Excerpt:

╔══

Cohesion and coupling are essential to your code base, not only at a small level like a function but all the way to your architectural approach to creating your code. So there are two things that affect your coupling and cohesion levels:

How you write your code at a low level like a function, a class, etc
And a higher level of how your code is talking to each other

Some programming paradigms are older than others and the older a paradigm is the likelihood it was that it suffered from poor cohesion and higher coupling within the code base. Notice that newer approaches like object-oriented and functional are not exempt from these problems, even though both are trying to solve these problems in their own ways. It is also good to notice that modern languages can be multi-paradigm oriented, meaning that there can be an added risk of creating poor-quality software.

Coupling is about connections across the boundaries of different modules, while cohesion is about the connections between the elements inside the boundary of a module.
https://thevaluable.dev/cohesion-coupling-guide-examples/

Coupling

Coupling is the meaning we give when we want to talk about a connection between two or more modules. When the connection is strong, we speak about strongly coupled modules; when the connection is weak, we speak about loosely coupled modules. It’s a measure of how much they “know” about each other.

The structured design movement makes it clear that neither coupling nor cohesion are absolute truth: in design, everything is a trade-off. We should learn about, experience, and remember the benefits of the solutions we propose, but also the drawbacks. That’s why exploring and experimenting is so important. That’s also partly why software development is so damn difficult.

According to the structured design movement, the strength of coupling depends on:

The types of connections between modules.

The complexity of the interfaces of the modules.

The type of information going through the connection.

https://thevaluable.dev/cohesion-coupling-guide-examples/

What increases coupling?

Before we go forward, we should define an interface related to coupling and modules. An interface between modules is anything that you use to call or operate upon to get/set something; things like a function, a variable, a parameter, an interface construct, a namespace, an API call, etc.

Notice when one module connects to another one, the connecting module is making an assumption about that connection. It is a form of a contract. This can have two problems if not aware of 1. The connecting interface is poorly designed and implemented, not doing what it says it is doing. 2. Once a connection has been established, changing that connection becomes hard if not impossible.

Here are a few examples of how coupling is created:

Different modules can be more strongly coupled if they have many different interfaces, because, as a result, they potentially have many different types of connections.
The amount of input and output parameters affect how strongly modules become coupled. In other words, data affects your coupling intensity.
In an object-oriented approach or similar, passing an instance of a class does not only allow you to access any data that is exposed but all of the exposed functionalities. You might be getting more than you wanted.
Common/Global coupling through common or global modules.

Different coupling levels

https://www.javatpoint.com/software-engineering-coupling-and-cohesion

Structural coupling
Dynamic coupling
Semantic coupling
Logical coupling

Structural coupling

From stronger to weaker coupling:

Content coupling – Modules directly accessing the content of each others, without using an interface.

╚══

What this exercise asks:
(1) Reproduce a part of the excerpt on coupling and cohesion word for word, beginning at the words "Coupling is the" and stopping after "about each other.".
(2) In the excerpt on coupling and cohesion, what is coupling described as a measure of?
(3) Pick up the excerpt on coupling and cohesion after its last sentence and keep writing it.
The data after this point is separate material.

Provided material:

╔══

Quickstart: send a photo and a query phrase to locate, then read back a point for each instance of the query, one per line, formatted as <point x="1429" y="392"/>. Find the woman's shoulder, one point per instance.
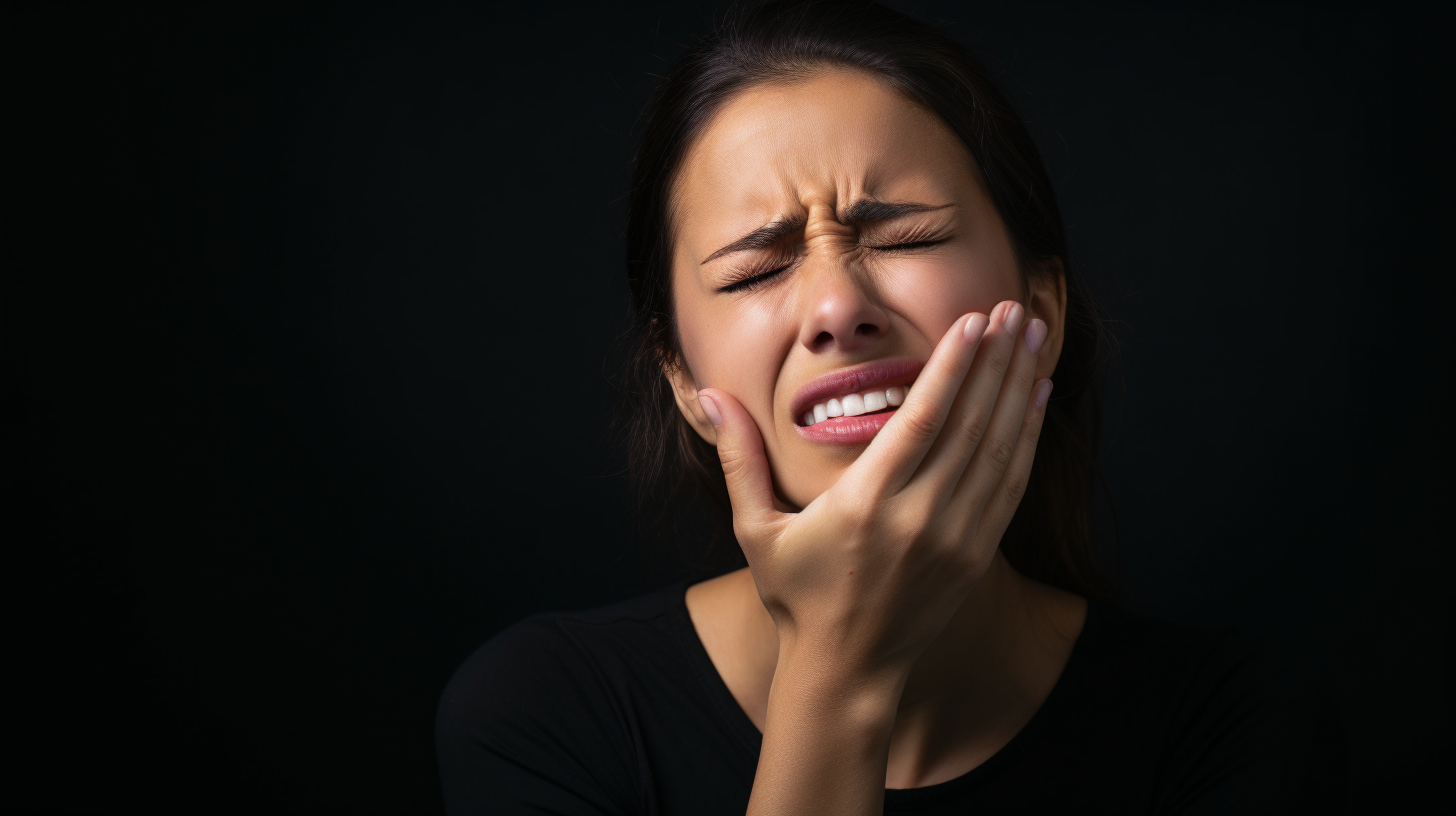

╚══

Answers in order:
(1)
Coupling is the meaning we give when we want to talk about a connection between two or more modules. When the connection is strong, we speak about strongly coupled modules; when the connection is weak, we speak about loosely coupled modules. It’s a measure of how much they “know” about each other.

(2) How much the connected modules "know" about each other.

(3)
Common coupling – Modules mutating common variables with bigger scope (like global variables).

Control coupling – Modules controlling the logic (control flow) of other ones.

External coupling – Modules exchanging information using an external mean, like a file.

Stamp coupling – Modules exchanging elements, but the receiving end doesn’t act on all elements. For example, a module receiving an array via its interface but not using all its elements.

Data coupling – Modules exchanging elements, and the receiving end use all of them.
https://thevaluable.dev/cohesion-coupling-guide-examples/

For object-oriented approaches:

CBO (Coupling Between Object) – How much objects acts upon another.

CBE (Coupling Between Element) – More precise variation of the CBO. It considers two (or more) elements coupled if there is any dependency between them, like access, or modification of implementation details to one another.

CTM (Coupling Through Message passing) – Measures the number of messages sent by a considered class to the other classes in the system.

IC (Inheritance Coupling) – Calculate the coupling due to inheritance.
https://thevaluable.dev/cohesion-coupling-guide-examples/

Dynamic coupling

Dynamic coupling is the coupling happening at runtime; by using interface constructs, for example (parametric polymorphism).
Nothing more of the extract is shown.